§ Dataset entries:
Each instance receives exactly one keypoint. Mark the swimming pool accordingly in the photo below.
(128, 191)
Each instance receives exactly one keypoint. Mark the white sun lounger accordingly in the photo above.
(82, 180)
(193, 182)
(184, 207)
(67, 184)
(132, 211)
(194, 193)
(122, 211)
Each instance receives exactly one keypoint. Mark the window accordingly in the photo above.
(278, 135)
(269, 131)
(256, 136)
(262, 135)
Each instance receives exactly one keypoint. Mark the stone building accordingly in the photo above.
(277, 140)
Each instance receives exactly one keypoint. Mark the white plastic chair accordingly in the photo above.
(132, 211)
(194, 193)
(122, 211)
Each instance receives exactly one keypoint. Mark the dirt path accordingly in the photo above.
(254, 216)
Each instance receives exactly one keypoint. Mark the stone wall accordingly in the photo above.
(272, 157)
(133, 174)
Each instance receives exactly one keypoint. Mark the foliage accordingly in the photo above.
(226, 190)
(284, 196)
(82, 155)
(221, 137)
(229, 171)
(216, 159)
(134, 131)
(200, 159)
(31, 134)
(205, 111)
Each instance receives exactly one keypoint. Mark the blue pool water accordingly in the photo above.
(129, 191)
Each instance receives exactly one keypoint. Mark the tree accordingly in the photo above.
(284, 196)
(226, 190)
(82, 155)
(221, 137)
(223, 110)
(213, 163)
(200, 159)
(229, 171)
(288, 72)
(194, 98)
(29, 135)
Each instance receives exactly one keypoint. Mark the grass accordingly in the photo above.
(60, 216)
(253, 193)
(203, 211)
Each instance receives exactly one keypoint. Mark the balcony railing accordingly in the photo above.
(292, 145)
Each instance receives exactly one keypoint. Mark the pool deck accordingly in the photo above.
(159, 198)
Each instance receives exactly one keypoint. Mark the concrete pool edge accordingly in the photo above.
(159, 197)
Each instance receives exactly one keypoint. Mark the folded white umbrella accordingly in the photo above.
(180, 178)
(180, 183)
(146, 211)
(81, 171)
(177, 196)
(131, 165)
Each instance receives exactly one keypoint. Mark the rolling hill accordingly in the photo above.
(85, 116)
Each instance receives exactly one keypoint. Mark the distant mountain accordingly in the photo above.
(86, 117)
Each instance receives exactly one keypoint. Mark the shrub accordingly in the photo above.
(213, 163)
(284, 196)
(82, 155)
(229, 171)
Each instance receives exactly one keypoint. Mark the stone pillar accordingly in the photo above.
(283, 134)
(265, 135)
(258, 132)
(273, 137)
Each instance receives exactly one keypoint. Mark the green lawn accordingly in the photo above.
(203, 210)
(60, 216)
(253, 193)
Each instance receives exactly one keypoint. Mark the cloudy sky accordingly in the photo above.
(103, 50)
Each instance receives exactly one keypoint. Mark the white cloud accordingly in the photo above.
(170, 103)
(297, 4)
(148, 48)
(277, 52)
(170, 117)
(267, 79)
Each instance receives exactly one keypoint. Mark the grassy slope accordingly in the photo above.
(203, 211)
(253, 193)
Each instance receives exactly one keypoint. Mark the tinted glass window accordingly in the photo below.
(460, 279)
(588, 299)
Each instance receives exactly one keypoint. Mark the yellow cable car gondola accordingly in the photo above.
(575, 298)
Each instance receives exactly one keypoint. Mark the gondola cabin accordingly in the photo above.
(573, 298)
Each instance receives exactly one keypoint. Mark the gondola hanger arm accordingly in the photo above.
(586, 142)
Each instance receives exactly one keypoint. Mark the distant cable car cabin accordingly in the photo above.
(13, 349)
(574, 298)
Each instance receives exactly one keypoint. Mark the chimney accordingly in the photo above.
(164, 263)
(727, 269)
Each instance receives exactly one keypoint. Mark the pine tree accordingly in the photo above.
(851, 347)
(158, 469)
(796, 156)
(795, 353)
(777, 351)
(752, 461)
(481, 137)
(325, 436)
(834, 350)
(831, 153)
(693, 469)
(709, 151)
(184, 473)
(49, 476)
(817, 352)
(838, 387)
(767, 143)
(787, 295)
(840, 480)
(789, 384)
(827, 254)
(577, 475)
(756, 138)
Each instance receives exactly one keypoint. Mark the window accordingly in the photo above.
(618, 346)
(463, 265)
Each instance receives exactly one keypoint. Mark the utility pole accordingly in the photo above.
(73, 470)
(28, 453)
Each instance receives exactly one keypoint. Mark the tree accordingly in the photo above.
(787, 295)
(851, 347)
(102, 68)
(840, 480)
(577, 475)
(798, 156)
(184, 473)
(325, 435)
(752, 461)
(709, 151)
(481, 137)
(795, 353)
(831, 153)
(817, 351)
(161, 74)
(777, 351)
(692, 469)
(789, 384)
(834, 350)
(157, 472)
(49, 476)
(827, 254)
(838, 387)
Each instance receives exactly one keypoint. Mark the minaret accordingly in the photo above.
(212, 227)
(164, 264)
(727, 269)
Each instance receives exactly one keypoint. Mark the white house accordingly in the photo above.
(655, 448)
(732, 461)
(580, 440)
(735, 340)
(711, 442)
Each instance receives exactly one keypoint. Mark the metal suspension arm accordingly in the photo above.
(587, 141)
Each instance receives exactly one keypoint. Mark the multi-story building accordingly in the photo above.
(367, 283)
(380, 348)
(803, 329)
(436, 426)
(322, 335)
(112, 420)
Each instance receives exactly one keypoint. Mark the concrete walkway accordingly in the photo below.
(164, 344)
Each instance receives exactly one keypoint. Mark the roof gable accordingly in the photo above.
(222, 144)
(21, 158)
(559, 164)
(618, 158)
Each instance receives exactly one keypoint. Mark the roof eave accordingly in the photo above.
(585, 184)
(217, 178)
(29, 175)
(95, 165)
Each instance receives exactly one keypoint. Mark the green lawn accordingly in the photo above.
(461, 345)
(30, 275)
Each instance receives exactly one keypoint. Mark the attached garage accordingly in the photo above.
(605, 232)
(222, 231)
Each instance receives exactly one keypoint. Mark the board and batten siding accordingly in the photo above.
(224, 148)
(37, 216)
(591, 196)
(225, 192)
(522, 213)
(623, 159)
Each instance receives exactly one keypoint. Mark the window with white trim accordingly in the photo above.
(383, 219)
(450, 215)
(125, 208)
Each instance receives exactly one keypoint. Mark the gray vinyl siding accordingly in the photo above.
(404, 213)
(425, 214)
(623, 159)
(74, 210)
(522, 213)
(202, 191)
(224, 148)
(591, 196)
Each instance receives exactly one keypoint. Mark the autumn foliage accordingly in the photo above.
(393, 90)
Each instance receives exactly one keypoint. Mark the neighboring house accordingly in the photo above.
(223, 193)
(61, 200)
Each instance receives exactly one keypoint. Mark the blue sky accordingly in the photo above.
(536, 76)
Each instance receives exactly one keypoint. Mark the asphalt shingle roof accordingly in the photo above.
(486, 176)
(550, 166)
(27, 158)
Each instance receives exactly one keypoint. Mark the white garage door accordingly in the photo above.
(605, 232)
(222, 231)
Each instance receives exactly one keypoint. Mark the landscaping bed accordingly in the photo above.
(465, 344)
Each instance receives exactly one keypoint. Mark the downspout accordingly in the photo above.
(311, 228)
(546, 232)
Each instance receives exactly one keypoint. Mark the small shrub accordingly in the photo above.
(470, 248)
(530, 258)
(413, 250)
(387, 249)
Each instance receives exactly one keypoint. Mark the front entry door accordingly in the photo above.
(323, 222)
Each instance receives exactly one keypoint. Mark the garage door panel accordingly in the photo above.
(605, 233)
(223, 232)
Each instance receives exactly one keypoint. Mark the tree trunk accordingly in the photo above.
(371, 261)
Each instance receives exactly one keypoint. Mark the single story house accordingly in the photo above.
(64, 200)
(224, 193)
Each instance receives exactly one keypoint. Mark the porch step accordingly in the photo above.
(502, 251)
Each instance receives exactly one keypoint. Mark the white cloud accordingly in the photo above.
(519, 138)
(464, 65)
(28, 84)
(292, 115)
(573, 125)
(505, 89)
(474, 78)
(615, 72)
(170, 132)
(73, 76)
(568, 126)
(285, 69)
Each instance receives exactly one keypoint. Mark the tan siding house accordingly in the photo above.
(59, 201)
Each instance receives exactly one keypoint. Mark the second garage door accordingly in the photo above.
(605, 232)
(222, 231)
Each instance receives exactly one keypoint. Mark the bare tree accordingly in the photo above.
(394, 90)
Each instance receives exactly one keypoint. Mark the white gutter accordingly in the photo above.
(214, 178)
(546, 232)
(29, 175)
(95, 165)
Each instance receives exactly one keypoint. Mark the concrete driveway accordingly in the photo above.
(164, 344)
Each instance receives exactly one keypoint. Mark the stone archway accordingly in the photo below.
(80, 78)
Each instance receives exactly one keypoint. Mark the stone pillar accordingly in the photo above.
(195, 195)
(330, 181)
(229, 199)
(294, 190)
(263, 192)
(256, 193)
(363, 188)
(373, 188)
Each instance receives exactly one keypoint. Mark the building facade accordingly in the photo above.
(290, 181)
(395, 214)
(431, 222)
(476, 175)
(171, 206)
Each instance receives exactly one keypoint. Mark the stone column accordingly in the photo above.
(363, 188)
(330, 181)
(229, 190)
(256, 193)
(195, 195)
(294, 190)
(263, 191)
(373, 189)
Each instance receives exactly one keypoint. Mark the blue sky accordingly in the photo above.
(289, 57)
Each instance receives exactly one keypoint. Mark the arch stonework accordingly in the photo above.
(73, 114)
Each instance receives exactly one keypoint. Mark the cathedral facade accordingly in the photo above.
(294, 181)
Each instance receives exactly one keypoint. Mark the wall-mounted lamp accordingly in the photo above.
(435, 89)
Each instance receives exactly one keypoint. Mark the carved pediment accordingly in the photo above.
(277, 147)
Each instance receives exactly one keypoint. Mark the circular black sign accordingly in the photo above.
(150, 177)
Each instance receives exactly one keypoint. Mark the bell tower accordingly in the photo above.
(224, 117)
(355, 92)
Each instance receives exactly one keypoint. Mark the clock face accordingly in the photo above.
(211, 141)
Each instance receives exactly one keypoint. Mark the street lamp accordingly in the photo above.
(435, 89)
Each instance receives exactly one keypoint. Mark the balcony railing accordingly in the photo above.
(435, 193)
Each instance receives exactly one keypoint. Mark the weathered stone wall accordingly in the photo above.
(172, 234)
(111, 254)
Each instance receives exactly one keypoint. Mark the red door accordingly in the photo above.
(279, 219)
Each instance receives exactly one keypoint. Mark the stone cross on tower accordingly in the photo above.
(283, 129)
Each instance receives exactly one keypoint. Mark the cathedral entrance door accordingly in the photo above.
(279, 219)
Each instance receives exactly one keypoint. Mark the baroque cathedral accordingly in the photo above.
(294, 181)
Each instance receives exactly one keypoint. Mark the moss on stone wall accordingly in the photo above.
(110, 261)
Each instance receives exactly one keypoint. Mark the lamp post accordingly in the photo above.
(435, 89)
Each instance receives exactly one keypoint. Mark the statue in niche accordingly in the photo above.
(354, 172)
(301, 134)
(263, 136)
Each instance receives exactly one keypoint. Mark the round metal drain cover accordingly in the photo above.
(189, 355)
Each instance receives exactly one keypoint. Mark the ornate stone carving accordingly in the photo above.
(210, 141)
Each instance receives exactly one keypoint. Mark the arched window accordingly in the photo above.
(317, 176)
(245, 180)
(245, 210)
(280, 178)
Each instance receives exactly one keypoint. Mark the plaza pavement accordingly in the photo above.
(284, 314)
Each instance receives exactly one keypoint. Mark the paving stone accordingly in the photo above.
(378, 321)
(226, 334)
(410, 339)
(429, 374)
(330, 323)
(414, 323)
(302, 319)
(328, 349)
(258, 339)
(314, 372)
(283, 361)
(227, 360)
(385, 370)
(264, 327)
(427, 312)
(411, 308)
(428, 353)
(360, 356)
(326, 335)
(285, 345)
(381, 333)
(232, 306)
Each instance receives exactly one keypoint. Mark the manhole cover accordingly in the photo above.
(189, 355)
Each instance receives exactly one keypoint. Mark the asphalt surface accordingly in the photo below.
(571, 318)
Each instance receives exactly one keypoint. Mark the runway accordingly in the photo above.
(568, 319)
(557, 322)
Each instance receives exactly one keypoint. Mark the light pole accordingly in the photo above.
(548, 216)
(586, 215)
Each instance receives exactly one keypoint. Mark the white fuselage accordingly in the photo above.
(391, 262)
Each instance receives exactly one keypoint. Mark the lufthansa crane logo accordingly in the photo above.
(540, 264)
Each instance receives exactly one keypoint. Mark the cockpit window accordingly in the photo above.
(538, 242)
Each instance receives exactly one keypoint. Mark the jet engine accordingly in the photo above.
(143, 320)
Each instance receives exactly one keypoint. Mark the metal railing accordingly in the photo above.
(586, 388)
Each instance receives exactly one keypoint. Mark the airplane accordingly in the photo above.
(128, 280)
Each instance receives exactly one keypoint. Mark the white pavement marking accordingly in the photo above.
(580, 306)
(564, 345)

§ Instructions to follow:
Locate "Each instance receives exactly one keypoint. Mark the jet" in the data above. Then repeat, exactly, its line and each line after it through the last, adding nothing.

§ Task solution:
Each instance receives exactly one keypoint. Mark the jet engine accordingly in the photo above.
(143, 320)
Each instance receives exactly one keypoint. Mark the metal railing accordingly in the photo above.
(586, 388)
Each instance receives exactly one keypoint. Mark the airplane accordingly in the photo above.
(128, 280)
Each instance receives exactly one keypoint. Mark the white pavement marking accordingly in the photo above.
(580, 306)
(564, 345)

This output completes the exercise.